Moscou contra 007 (1963)

Vou começar com duas referências: essa abertura me lembra muito da cena em que a Brigitte Bardot dança um mambo louco e sensualiza com todos os músicos em E Deus Criou a Mulher (França, 1956),  de Roger Vadim e a cena em que Anna Karina dança num cabaré em Uma Mulher é uma Mulher (França, 1961), de Jean-Luc Godard, especialmente por essa apropriação mais sofisticada e sensual da cores sobre os corpos / rostos, tais como os inicialmente famosos propostos por Andy Warhol. Daí temos só pérolas, do 007 sobre os seios balançando freneticamente ao nome de Sean Connery projetado sobre a barriga que simula um movimento sexual. Finalmente descobri de onde veio a inspiração para os créditos finais do curta Faço de Mim o que Quero (Brasil, 2010), de Sérgio Oliveira e Petrônio de Lorena, ainda que a ligação mais próxima esteja no também curta Toques (Brasil, 1975), de Jomard Muniz de Britto, que vem com um provocativo Fim escrito logo acima dos pêlos pubianos de uma mulher nua. A referência ao corpo feminino exuberante e sedutor, revela que Moscou contra 007 conta a história de um corpo que se exibe até as últimas instâncias, mas que não pode ou deve se apaixonar, uma narrativa que não tem qualquer relação com o título em português, pois originalmente o título vem de uma falsa carta de amor recebida por Bond: from Russia, with love.
*-*-*
Exercício proposto a - Informe quantas linhas dos registros contêm a palavra "grassy", respondendo somente com o número.
*-*-*
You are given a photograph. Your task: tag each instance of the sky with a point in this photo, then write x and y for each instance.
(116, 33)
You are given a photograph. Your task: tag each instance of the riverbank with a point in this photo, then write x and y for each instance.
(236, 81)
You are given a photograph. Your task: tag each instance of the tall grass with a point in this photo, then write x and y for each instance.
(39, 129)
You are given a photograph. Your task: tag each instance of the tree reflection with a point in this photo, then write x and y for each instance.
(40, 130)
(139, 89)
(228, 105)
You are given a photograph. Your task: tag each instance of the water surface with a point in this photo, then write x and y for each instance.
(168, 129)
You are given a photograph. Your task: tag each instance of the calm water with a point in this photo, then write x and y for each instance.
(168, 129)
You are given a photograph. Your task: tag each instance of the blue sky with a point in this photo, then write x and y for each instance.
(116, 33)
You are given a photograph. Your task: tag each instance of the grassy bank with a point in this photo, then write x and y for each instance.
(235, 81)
*-*-*
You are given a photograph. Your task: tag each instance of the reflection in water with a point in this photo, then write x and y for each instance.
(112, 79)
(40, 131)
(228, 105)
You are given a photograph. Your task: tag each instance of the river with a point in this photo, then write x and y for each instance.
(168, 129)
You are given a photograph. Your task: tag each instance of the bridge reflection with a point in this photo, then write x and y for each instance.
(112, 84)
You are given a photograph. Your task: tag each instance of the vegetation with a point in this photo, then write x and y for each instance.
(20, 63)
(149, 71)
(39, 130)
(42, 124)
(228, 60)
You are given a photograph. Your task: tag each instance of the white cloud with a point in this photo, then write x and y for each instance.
*-*-*
Exercício proposto b - De acordo com o trecho, de onde vem originalmente o título de Moscou contra 007?

Resposta escrita a - 1

Resposta escrita b - De uma falsa carta de amor recebida por Bond: from Russia, with love.